* **DOCUMENTO**:

<<<<

La obra de Leibniz, con independencia de la posición que se tome al respecto, es, sin duda, una obra maestra y es digna de elogios. Recibió, sin embargo, duras críticas, como la de Voltaire en su Poema sobre el desastre de Lisboa o examen del axioma “Todo está bien”, bajo cuya crítica se esconde el suceso que marcó a la Europa del siglo XVIII: el terremoto de Lisboa de 1755. En él da voz a la desesperación que supuso y clama contra la injusticia: “Filósofos engañados que gritan: “Todo está bien”, ¡vengan y contemplen estas ruinas espantosas!”. La filosofía de Leibniz fue también objeto de burla en uno de los mayores éxitos literarios del autor, su obra Cándido, o el Optimismo, cuyo protagonista “aterrorizado, desconcertado, sobrecogido, completamente ensangrentado y tembloroso, se decía a sí mismo: «Si éste es el mejor de los mundos posibles, ¿cómo serán los otros?»”.

Los mundos posibles son, por tanto, los modos en que las cosas podrían haber sido. Podemos entender estos modos como “situaciones contrafácticas”, es decir, situaciones contrarias a los factum o hechos. Esta noción ha sido retomada e interpretada por la filosofía analítica contemporánea, dejando de lado su relación con Dios. Como señala David Lewis, uno de sus representantes, “no es nada controvertido que las cosas podrían ser de modo diferente al que son. Creo, y tú también, que las cosas podrían haber sido diferentes en incontables modos”. Es lo que coloquialmente expresamos a veces a través del “y si…”.

>>>>

* **DATOS SIN PROCESAR**:
<<<<

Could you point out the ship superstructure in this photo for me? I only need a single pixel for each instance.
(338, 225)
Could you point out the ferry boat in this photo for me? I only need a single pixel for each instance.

>>>>

¿Puedes proseguir el texto sobre los mundos posibles en Leibniz a partir de su última oración?

* **RESULTADO DEL EJERCICIO**:
Ante estos “y si…”, ante nuestros contrafácticos, nos vemos constantemente enfrentados. La dificultad estriba, sin embargo, en poder vivir con ello. En aceptar con entereza el Weltschmerz, — término acuñado por los románticos alemanes y cuya traducción literal es “dolor del mundo”— la sensación que se experimenta al enfrentarse al dolor y el sinsentido del mundo y al entender que nunca será como el que podemos llegar a imaginar. En asumir que nunca sabremos con seguridad si aquello podría haber sido mejor que esto; si en otro mundo posible, lo que no hemos hecho o lo que no hemos sido cambia el rumbo de los acontecimientos y, con ellos, la estructura del mundo en el que se alojan, haciéndolo y haciéndonos, quizá, mejores. Si podemos aceptar vivir sin saber; sin poder responder a preguntas como ¿por qué lo que es, es así, y no de otra manera?

Si seguimos el ejemplo de Leibniz, lo cual, a pesar de que a primera vista pueda parecer la solución más sencilla no está exenta de dificultades, podremos vivir sin saber, pero confiando. La confianza, sin embargo, es tarea difícil e implica enfrentarse con firmeza al dolor. Y es aquí donde radica la clave del optimismo, en aceptar con resignación la herida y no negarla, entendiendo que ésta es necesaria y que es, precisamente,  justificación de nuestra libertad y causa de nuestra limitación, y motivo por el cual, si seguimos a Leibniz, de todas las heridas infinitas posibles, nos encontramos en el mundo que menores comprende: el mejor de los mundos posibles.